• _TASK GOAL_: Can you copy, word for word, the material that starts at the line containing "Exercise. Mark the window sill" and runs through the line containing "[(66, 34), (245, 225)]", including both of those lines?

• _DATASET RECORDS_:

● ● ● ● ● ● ●

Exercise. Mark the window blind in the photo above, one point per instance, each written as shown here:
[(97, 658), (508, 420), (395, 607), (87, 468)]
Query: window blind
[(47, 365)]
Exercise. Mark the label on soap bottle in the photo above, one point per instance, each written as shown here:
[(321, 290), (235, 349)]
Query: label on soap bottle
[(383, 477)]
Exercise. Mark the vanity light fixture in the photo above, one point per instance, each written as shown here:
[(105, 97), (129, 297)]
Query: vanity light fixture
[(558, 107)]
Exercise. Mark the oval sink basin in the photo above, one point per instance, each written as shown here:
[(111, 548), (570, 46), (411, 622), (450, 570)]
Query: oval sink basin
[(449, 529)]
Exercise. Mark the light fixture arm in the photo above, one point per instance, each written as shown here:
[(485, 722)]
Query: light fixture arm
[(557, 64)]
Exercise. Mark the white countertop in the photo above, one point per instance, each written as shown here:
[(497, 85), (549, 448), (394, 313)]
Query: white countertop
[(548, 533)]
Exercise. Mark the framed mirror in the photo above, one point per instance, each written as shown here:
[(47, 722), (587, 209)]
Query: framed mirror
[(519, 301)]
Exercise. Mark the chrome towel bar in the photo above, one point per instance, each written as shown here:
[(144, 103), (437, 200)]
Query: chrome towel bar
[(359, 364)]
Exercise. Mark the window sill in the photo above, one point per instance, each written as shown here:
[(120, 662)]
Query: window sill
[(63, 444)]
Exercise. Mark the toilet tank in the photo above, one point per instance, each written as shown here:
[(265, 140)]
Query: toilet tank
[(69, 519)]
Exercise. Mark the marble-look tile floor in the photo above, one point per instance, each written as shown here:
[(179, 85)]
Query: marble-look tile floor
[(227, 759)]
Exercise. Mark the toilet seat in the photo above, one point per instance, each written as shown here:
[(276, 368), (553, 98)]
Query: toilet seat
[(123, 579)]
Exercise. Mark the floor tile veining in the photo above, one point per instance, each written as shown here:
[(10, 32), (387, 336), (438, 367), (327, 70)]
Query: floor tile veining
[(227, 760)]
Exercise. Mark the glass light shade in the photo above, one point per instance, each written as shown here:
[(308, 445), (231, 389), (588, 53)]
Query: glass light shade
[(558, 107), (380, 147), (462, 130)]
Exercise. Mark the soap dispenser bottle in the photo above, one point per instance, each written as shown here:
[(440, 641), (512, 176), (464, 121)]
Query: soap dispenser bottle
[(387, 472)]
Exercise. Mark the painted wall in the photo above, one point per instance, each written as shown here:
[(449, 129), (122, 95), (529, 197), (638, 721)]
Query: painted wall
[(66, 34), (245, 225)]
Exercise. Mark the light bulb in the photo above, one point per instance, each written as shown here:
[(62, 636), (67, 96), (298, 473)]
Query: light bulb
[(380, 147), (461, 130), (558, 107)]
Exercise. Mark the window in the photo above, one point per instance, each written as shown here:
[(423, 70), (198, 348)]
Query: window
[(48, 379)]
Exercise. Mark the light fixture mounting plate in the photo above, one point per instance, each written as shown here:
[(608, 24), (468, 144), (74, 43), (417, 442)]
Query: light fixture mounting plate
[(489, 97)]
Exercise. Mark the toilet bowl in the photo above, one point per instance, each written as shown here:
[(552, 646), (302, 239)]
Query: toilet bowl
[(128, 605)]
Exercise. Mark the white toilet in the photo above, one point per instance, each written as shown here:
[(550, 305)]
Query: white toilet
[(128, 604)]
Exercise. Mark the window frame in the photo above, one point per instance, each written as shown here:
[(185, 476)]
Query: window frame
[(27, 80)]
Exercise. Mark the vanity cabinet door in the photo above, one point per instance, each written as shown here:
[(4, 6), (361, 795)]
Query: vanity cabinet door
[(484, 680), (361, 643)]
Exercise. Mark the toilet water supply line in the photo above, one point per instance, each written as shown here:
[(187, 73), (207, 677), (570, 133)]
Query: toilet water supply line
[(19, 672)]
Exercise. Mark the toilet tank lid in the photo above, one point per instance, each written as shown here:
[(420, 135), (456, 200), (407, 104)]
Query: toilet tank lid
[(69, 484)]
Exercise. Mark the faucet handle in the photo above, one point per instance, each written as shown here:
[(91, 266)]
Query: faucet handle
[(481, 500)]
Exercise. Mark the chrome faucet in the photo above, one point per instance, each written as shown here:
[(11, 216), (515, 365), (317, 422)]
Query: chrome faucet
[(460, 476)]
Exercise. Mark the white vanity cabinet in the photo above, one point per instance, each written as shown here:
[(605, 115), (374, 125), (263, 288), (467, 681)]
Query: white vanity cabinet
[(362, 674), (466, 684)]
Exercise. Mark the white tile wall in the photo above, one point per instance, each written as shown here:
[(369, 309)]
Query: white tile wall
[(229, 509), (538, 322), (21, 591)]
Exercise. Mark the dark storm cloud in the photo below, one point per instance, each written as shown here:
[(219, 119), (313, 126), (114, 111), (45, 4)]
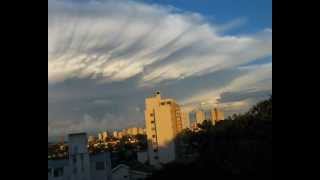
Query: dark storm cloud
[(104, 58)]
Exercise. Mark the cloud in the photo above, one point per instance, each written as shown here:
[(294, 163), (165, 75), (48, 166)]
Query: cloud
[(117, 40), (254, 81), (105, 57)]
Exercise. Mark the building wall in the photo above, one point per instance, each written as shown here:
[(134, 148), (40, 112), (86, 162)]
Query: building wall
[(79, 160), (81, 165), (100, 166), (142, 157), (185, 120), (163, 122), (200, 116), (121, 174), (217, 115)]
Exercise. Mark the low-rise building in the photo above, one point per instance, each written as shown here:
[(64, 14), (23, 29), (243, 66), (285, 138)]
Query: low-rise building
[(80, 165), (124, 172)]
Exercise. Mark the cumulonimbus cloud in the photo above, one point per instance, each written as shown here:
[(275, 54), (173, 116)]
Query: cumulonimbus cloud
[(116, 40)]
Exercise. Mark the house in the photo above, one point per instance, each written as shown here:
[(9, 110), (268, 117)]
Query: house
[(80, 165), (124, 172)]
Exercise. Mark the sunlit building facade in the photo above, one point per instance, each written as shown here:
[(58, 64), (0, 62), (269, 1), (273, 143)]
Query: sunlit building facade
[(163, 122)]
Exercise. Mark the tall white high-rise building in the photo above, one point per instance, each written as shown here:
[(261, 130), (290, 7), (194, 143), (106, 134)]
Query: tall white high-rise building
[(163, 123), (200, 116)]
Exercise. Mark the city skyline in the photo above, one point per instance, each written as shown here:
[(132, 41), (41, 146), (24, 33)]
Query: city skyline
[(105, 57)]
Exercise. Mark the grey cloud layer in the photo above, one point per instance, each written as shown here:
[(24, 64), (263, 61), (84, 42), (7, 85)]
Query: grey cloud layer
[(105, 57)]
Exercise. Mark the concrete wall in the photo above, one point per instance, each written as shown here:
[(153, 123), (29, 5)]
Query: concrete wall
[(163, 122)]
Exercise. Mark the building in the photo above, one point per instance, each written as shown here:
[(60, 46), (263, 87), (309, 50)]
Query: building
[(163, 123), (142, 157), (100, 136), (200, 116), (115, 134), (104, 135), (92, 139), (185, 120), (141, 131), (133, 131), (216, 115), (80, 165), (124, 172)]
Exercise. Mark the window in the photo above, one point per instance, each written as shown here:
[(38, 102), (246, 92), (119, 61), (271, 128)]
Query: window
[(82, 166), (155, 150), (75, 149), (100, 165), (57, 172), (75, 170), (74, 159), (49, 172)]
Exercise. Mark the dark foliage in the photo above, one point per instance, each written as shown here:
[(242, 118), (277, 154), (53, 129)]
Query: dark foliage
[(238, 147)]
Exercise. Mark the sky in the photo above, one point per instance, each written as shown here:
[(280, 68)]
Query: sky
[(105, 57)]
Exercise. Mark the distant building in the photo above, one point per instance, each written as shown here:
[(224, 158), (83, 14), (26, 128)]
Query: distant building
[(200, 117), (133, 131), (185, 120), (163, 123), (92, 139), (216, 115), (104, 135), (100, 137), (115, 134), (80, 165), (142, 157)]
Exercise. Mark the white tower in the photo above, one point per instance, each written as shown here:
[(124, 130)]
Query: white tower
[(79, 157)]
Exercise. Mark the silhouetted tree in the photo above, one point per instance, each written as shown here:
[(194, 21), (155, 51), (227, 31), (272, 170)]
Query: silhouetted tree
[(238, 147)]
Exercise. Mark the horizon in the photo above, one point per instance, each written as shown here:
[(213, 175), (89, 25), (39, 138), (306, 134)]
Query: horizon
[(105, 57)]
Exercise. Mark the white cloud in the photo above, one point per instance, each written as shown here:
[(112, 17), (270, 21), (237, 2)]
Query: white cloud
[(255, 78), (117, 40)]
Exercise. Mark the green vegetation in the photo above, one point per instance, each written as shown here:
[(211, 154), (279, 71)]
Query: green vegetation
[(240, 146)]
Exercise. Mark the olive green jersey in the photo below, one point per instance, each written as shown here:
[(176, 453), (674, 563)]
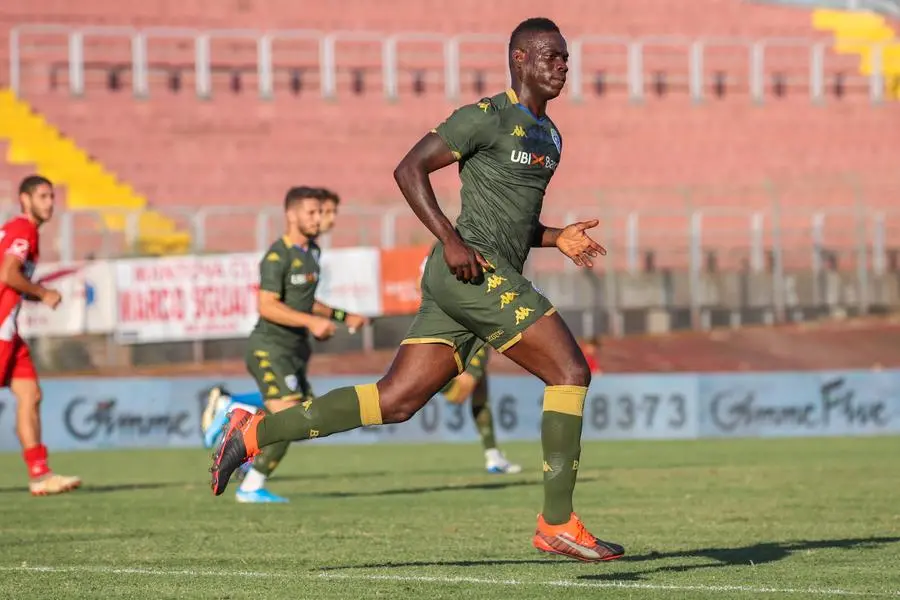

● ● ● ● ● ● ●

• _RESULT OF THE EXERCISE_:
Exercise. Mark the window sill in the photo above, one point per instance, each written as shown here:
[(120, 662)]
Query: window sill
[(63, 444)]
Exercise. Mark the toilet tank in the photo above, one point per instance, each written as shown here:
[(265, 140)]
Query: toilet tank
[(69, 519)]
Exercise. Mark the marble-look tile floor in the photo above, one point per instance, each written as shown here:
[(179, 85)]
Query: marble-look tile floor
[(227, 759)]
Exercise. Mark the toilet seat in the photo above, one point per instance, each written as shown here:
[(276, 368), (553, 98)]
Query: toilet seat
[(123, 579)]
Exercise. Mark the floor tile veining in the photo above, one point per instance, each written as shown here:
[(10, 32), (387, 336), (438, 367), (327, 70)]
Query: floor tile veining
[(227, 760)]
Exercise. Mark the glass light shade in the photo above, one point per instance, each written as shown here:
[(308, 445), (231, 389), (588, 53)]
Query: glass light shade
[(558, 107), (380, 147), (462, 130)]
Exercise. Mark the soap dispenser bottle in the photo above, one point per instance, each written as shown here:
[(440, 641), (512, 176), (464, 121)]
Query: soap dispenser bottle
[(387, 472)]
Exercise. Mark the painted wall in the photo above, one point per instance, each written as shown here:
[(449, 129), (122, 95), (529, 197), (638, 721)]
Query: painted wall
[(66, 34), (245, 225)]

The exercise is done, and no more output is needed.